-------- DATA SUPPLIED
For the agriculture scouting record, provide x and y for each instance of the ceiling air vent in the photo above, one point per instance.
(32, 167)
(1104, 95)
----------------
-------- DATA SUPPLIED
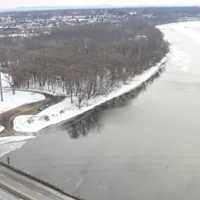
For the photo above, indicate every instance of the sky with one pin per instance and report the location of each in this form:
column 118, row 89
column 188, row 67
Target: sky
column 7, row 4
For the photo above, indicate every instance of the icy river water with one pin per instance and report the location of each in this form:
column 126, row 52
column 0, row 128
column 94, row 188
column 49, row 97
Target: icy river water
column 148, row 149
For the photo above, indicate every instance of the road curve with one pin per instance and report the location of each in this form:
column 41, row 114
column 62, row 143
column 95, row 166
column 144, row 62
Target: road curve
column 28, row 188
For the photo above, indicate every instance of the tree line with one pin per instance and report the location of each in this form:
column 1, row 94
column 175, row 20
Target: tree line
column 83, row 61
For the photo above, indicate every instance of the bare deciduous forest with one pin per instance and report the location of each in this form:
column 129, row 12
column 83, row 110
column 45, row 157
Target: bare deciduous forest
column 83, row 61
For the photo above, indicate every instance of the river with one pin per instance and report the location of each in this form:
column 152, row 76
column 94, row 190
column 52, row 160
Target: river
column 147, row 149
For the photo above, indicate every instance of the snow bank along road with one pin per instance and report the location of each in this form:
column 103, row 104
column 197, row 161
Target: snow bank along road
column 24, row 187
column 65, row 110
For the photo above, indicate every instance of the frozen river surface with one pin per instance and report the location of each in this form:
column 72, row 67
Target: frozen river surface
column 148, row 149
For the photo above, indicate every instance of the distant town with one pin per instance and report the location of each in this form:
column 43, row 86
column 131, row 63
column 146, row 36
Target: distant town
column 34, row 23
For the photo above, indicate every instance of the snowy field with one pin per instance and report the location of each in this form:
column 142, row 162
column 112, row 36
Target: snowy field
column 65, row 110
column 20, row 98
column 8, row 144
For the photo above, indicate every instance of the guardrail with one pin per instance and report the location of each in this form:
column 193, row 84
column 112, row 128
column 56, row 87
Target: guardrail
----------------
■ ASSIGNMENT
Everything starting at the line containing "column 152, row 76" and ending at the line containing "column 112, row 36" in the records above should be repeated exactly, and only that.

■ TASK RESPONSE
column 152, row 76
column 94, row 190
column 52, row 160
Target: river
column 147, row 149
For the photo above, indicate every instance of the snow bank along road with one pin per instance and report the location of each in this form:
column 103, row 104
column 197, row 161
Target: snow bank along road
column 24, row 187
column 65, row 110
For the photo above, indicate every instance of the frozen river surface with one pin per instance and report the location of each in this form:
column 72, row 67
Target: frozen river surface
column 148, row 149
For the photo above, indicate every instance of the distant town with one pin per instance and report the location of each in this form:
column 43, row 86
column 131, row 63
column 146, row 36
Target: distant town
column 34, row 23
For the photo above, indicate every instance of the snowy field with one pin per instance and report the location of each in this form:
column 142, row 162
column 112, row 36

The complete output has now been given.